◆ The tasks:
1. Identify every town, city, or region named in the passage on fascism and Predappio.
2. Reproduce the stretch of the records from the start of the records through the line containing "630;239;648;255".

◆ Passage to read:

· · · ·

This aim, which was so fundamental to fascism, placed it on a collision course with the Church.  The authors of the Doctrine were well aware of this, and, as a result, in the second half (written by Mussolini) they seek to reassure Catholics by making a distinction that is not convincing between the spiritual and the religious:

The Fascist State has not created its own “God” as at a certain moment, in the wild extremisms of the Convention, Robespierre wanted to do; nor does it seek vainly to banish it from the human soul as Bolshevism tries to do; Fascism respects the God of the ascetics, the saints and the heroes and even God as regarded and prayed to by means of the naïve and primitive hearts of the people. . . .

 

If each century has its own doctrine, we can see from a thousand clues that that of the current century is the fascist one.  That it is a vital doctrine is demonstrated by the fact that fascism has given birth to a faith: that this faith has conquered the soul is demonstrated by the fact that fascism has its own dead and its own martyrs.

Today, in Predappio, the church—whose bell continues to toll and so call the faithful to Mass—and the Casa del Fascio (whose bell has been silent since 1945) stand opposite each other, separated by that large and desolate piazza, as they always have done, most uneasily.

I found a cheap house to rent next to the castle, with a spectacular view of Predappio 14 hairpin bends down below, and of the narrow cosy valley heading off west in the direction of Tuscany.  (Florence, though another country, is only 55 miles away across the mountains.)

Above all, Predappio was deeply rural and devoid of the awful temptations of big cities where I had spent most of my adult life.  And it was not Tuscany, thank God, whose spirit of place has been destroyed by well-heeled foreign tourists, especially British ones, who have bought up virtually every stone farmhouse to be had.  You cannot move in the Tuscan countryside without hearing educated wealthy English voices at the next table.  Behind every oleander bush or cypress tree there lurks an Englishman in a seersucker jacket and panama hat who when you pass by leaps out at you like a scarecrow, glass of Chianti Classico in his hand, and barks “Cheers!”

· · · ·

(Records contained in a dataset)
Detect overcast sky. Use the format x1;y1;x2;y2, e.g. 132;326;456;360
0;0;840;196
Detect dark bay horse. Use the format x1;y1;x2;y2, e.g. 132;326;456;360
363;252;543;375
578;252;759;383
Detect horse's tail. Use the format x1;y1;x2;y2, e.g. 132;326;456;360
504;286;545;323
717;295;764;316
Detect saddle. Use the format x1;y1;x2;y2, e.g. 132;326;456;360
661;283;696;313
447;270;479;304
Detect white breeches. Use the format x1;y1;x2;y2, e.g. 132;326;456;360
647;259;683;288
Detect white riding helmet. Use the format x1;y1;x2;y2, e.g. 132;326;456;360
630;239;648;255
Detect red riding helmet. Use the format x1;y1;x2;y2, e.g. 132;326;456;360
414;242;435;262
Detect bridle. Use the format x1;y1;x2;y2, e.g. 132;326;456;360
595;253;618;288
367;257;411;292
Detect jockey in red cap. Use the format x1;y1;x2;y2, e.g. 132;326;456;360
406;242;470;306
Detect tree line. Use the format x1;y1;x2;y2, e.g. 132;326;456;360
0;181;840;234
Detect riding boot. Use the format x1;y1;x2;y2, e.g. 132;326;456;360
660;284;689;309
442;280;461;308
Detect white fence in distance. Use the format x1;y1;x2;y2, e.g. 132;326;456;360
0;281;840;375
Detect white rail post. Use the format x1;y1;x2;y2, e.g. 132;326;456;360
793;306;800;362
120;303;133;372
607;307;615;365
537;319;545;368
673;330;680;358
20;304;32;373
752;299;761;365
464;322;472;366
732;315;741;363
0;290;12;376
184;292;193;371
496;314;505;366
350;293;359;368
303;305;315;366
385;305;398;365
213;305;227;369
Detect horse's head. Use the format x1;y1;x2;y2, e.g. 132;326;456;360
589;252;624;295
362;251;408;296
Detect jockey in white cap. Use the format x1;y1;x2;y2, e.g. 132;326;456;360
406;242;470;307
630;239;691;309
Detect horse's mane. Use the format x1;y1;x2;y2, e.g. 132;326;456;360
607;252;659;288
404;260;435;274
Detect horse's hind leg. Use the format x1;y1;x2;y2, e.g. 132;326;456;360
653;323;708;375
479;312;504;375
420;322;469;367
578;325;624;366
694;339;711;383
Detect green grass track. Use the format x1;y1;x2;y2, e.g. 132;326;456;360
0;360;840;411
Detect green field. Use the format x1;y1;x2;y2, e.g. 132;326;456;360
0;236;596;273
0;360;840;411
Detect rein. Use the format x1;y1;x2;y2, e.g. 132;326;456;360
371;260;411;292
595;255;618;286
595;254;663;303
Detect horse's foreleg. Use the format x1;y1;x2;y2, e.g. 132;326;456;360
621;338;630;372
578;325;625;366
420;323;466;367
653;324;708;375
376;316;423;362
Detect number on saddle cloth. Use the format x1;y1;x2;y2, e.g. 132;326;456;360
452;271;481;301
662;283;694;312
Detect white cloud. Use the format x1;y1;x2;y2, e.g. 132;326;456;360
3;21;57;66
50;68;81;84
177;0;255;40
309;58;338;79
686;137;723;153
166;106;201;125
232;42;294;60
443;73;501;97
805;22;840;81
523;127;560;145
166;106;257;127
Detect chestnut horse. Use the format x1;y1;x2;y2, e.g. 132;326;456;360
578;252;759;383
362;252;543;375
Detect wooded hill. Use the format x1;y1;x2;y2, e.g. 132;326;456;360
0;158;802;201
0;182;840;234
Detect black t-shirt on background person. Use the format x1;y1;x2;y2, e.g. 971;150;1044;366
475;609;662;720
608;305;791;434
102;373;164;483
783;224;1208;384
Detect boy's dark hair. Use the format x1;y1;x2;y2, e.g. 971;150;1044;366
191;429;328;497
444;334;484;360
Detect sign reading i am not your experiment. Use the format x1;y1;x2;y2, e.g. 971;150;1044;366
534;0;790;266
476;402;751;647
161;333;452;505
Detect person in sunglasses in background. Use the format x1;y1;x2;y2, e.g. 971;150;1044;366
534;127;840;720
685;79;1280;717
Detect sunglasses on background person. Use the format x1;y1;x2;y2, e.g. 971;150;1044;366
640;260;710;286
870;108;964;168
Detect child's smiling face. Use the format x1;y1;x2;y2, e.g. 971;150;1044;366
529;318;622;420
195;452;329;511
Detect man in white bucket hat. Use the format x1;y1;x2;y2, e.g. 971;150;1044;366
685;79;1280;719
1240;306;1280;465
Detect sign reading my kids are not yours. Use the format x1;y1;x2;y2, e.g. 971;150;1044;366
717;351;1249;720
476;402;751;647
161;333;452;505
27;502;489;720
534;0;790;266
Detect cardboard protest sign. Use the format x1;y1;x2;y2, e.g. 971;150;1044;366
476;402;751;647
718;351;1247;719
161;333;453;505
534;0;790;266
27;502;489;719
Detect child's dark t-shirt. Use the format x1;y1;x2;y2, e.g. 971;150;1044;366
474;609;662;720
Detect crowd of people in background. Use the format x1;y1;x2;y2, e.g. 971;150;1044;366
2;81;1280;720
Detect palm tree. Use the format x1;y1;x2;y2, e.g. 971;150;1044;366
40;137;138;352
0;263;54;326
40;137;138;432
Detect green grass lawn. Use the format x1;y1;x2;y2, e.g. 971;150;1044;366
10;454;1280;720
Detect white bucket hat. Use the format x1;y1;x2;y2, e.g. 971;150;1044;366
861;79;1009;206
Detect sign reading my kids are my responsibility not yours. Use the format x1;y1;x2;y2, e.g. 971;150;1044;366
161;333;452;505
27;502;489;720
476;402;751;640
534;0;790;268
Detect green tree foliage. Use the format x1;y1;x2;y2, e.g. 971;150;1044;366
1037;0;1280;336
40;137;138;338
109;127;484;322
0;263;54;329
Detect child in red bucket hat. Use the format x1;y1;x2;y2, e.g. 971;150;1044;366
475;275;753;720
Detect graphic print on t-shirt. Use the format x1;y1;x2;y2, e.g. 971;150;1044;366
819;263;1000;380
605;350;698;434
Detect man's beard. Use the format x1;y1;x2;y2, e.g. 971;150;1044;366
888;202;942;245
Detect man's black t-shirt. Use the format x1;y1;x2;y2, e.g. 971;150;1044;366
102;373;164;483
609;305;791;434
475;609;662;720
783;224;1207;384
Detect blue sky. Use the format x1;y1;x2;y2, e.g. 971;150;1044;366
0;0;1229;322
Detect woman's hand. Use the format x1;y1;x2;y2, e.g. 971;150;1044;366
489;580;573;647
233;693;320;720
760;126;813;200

· · · ·

◆ Full solutions:
1. Predappio, Tuscany, Florence

2.
Detect overcast sky. Use the format x1;y1;x2;y2, e.g. 132;326;456;360
0;0;840;196
Detect dark bay horse. Use the format x1;y1;x2;y2, e.g. 132;326;456;360
363;252;543;375
578;252;759;383
Detect horse's tail. Use the format x1;y1;x2;y2, e.g. 132;326;456;360
504;286;545;323
717;295;764;316
Detect saddle. Use the format x1;y1;x2;y2, e.g. 132;326;456;360
661;283;696;313
447;270;479;304
Detect white breeches. Use the format x1;y1;x2;y2, e.g. 132;326;456;360
647;259;683;288
Detect white riding helmet. Use the format x1;y1;x2;y2, e.g. 132;326;456;360
630;239;648;255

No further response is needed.